=== 文書の抜粋 ===

アース通信 vol.23
2020年04月01日
コロナウイルスで大変な中でも季節は巡り、ペットたちの寄生虫予防シーズンがやってきました。
当院では予防と健康診断をセットにしたお得な年間パスポート会員を3月から6月まで募集しています。
改めまして寄生虫の予防についてお伝えいたします。
予防したほうがいい寄生虫病の中で、気温に敏感なのが犬フィラリア症です。
この地方では比較的珍しい病気ではありますが、この病気はフィラリア(犬糸状虫)の成虫が肺動脈や心臓に寄生するため、血液循環障害を起こし以下の様な症状が現れます。
- 散歩中に疲れやすくなり、階段を登るのを嫌がるようになる
- 興奮時や早朝に乾いた咳をするようになる
- 肝臓の肥大、腹水(お腹に水がたまる)、浮腫(むくみ)、脈塞栓(肺動脈の血管がつまる)、喀血(軌道からの出血で吐血する事)
- 多数の成虫が寄生している場合には、それらが心臓につながる大きな血管を塞ぎ、血尿や貧血、呼吸困難などを伴う急性症状が現れ急死する場合もあります
フィラリアに感染した犬の血液には、フィラリアの赤ちゃんのミクロフィラリアがいます。夏の間に蚊が、感染した犬の血を吸うとミクロフィラリアが蚊の体内に移動し、蚊の中でミクロフィラリアが育っていきます。蚊の体内で育つためにはある条件を満たした気温が必要となります。
毎年気候は変わりますので、都度犬に感染するであろう期間を予想します。

=== 提供データ ===

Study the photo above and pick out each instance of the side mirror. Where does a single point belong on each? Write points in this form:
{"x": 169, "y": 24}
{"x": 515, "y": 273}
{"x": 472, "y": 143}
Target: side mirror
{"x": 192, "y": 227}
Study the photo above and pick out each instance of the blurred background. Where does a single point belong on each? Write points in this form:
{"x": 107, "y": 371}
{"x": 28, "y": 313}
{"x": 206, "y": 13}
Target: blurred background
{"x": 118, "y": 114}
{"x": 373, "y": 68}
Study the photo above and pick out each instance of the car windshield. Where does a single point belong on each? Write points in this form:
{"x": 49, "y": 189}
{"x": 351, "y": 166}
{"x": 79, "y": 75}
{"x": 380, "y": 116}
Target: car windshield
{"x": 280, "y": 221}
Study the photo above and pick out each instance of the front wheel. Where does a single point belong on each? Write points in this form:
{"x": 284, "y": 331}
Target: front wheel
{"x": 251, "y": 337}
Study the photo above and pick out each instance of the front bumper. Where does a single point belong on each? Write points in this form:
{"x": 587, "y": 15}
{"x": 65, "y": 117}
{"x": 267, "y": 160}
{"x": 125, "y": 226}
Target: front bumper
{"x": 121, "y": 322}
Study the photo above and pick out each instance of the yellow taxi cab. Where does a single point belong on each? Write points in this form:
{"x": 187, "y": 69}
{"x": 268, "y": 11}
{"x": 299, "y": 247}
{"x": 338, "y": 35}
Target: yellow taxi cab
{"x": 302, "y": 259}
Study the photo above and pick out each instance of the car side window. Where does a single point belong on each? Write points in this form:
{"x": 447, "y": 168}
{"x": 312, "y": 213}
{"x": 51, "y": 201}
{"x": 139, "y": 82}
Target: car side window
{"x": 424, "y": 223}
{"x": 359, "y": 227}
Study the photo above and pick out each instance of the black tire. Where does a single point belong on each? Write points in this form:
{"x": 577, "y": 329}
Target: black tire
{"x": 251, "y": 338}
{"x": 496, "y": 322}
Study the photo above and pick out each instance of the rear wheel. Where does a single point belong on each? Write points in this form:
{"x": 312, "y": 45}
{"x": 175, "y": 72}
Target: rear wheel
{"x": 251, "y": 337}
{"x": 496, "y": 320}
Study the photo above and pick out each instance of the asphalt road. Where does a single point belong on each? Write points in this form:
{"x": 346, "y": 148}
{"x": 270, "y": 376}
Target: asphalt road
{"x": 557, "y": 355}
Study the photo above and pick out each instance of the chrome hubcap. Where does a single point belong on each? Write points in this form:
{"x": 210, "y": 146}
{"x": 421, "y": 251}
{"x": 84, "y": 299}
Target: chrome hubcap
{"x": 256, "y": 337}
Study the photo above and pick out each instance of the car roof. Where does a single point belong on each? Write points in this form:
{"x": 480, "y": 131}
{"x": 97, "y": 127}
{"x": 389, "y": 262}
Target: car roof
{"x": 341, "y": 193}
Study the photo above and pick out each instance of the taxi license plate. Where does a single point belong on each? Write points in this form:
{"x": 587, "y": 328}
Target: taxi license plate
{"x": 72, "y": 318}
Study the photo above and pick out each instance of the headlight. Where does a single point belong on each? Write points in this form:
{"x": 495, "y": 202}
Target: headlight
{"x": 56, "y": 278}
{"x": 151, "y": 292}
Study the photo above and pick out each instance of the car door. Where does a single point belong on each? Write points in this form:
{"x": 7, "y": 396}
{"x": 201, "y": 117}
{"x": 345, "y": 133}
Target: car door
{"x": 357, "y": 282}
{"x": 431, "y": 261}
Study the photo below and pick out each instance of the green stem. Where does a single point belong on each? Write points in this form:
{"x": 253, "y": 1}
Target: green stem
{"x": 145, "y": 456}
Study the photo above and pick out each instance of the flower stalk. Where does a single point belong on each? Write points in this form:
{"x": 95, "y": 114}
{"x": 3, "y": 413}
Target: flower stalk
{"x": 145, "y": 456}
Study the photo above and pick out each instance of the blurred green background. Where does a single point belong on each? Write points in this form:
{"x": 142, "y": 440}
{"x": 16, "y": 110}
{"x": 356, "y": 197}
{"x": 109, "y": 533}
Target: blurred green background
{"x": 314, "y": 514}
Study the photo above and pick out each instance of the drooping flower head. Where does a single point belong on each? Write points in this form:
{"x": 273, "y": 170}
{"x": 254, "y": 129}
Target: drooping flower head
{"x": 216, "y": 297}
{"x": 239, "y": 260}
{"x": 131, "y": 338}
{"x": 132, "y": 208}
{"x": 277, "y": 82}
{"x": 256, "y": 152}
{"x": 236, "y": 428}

===
=== 提供データ ===

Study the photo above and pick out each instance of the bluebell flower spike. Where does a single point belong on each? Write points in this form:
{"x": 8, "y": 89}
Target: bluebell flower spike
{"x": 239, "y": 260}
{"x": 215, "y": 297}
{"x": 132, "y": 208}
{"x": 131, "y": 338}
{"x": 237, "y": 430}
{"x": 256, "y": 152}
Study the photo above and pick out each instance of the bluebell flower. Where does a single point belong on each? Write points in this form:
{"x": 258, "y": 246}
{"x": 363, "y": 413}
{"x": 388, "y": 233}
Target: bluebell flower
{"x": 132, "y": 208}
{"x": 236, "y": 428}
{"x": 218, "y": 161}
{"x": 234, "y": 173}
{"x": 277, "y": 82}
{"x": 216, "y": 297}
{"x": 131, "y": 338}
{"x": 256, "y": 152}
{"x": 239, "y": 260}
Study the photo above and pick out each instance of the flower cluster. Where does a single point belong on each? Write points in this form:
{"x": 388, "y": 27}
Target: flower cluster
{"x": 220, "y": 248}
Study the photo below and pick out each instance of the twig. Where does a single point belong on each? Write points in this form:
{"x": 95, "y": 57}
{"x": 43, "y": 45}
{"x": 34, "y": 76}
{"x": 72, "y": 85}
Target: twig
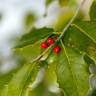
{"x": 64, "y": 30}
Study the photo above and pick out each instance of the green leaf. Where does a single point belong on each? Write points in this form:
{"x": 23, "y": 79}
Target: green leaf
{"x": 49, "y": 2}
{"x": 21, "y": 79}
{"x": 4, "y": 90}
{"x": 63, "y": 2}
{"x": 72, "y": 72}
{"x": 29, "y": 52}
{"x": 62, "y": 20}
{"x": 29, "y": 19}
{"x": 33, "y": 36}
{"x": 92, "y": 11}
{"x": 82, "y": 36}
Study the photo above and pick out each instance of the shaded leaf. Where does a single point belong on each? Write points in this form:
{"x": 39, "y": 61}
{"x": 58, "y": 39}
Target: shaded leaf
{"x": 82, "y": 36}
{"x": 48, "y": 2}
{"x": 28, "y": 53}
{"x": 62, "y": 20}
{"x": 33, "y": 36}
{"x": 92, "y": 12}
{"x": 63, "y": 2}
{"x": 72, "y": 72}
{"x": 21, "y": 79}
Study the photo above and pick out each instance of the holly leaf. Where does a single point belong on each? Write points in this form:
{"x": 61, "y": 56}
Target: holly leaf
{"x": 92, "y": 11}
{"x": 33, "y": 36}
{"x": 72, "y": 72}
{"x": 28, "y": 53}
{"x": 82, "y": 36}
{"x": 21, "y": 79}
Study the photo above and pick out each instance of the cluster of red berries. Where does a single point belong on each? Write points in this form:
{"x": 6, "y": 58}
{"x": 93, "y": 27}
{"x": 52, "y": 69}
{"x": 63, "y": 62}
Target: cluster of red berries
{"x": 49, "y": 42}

===

▶ 実施事項 1
寄生虫予防の文章のうち、「アース通信 vol.23」を含むところから始めて「毎年気候は変わりますので、都度犬に感染するであろう期間を予想します。」のところで終わる部分を、一字も変えずに書き写してください。
▶ 実施事項 2
寄生虫予防の文章を、最後に示された文の次から書き継いでください。

▶ 解答 1
アース通信 vol.23
2020年04月01日
コロナウイルスで大変な中でも季節は巡り、ペットたちの寄生虫予防シーズンがやってきました。
当院では予防と健康診断をセットにしたお得な年間パスポート会員を3月から6月まで募集しています。
改めまして寄生虫の予防についてお伝えいたします。
予防したほうがいい寄生虫病の中で、気温に敏感なのが犬フィラリア症です。
この地方では比較的珍しい病気ではありますが、この病気はフィラリア(犬糸状虫)の成虫が肺動脈や心臓に寄生するため、血液循環障害を起こし以下の様な症状が現れます。
- 散歩中に疲れやすくなり、階段を登るのを嫌がるようになる
- 興奮時や早朝に乾いた咳をするようになる
- 肝臓の肥大、腹水(お腹に水がたまる)、浮腫(むくみ)、脈塞栓(肺動脈の血管がつまる)、喀血(軌道からの出血で吐血する事)
- 多数の成虫が寄生している場合には、それらが心臓につながる大きな血管を塞ぎ、血尿や貧血、呼吸困難などを伴う急性症状が現れ急死する場合もあります
フィラリアに感染した犬の血液には、フィラリアの赤ちゃんのミクロフィラリアがいます。夏の間に蚊が、感染した犬の血を吸うとミクロフィラリアが蚊の体内に移動し、蚊の中でミクロフィラリアが育っていきます。蚊の体内で育つためにはある条件を満たした気温が必要となります。
毎年気候は変わりますので、都度犬に感染するであろう期間を予想します。

▶ 解答 2
昨年は例年より約1ヶ月早く条件を満たしました。つまり、例年より1ヶ月早く予防を始めた方が良いことがわかりました。
予防終了時期は、例年通りで良いこともわかっています。
このため犬フィラリア症の予防推奨期間は6月末から10月末までの5ヶ月間となります。
また、飼育形態、他の地域に移動する場合、多少変更が必要な場合がありますのでその場合は、獣医師にご相談ください。
秋に卵から生まれ、幼ダニの状態で長い冬を越えてきたマダニたちは草木の上で哺乳類が通るのを待っています。
もちろん山にはたくさんの哺乳類がいますのでマダニもたくさんいますが、人の生活圏近くにある河川敷や雑木林にもマダニは生息しています。毎年当院では、20~30頭の犬、数頭の猫がマダニに
噛まれて来院します。マダニに噛まれると皮膚炎がおこり痛がったりしますが、怖いのはマダニからペットに病原体がうつることです。
ライム病、バベシア病をはじめ、北海道特有のダニ媒介性脳炎、西日本に感染拡大しているSFTS(重症熱性血小板減少症候群)などです。 いずれにしてもマダニに咬まれないように予防することが大切です。散歩など外に行って帰ってきたら必ずブラッシングをしてマダニを落とすのが一番効果があると思います。
予防薬は飲み薬やスポットタイプの付け薬、首輪タイプがありますが、しっかりとした忌避薬ではありません。
咬まれたあと、薬の有効成分がマダニに効いてペットから落ちるタイプです。その子にあったお薬を処方して有効成分がしっかりと身体中に行き渡っていることが大切になります。
4月から9月までが予防期間となります。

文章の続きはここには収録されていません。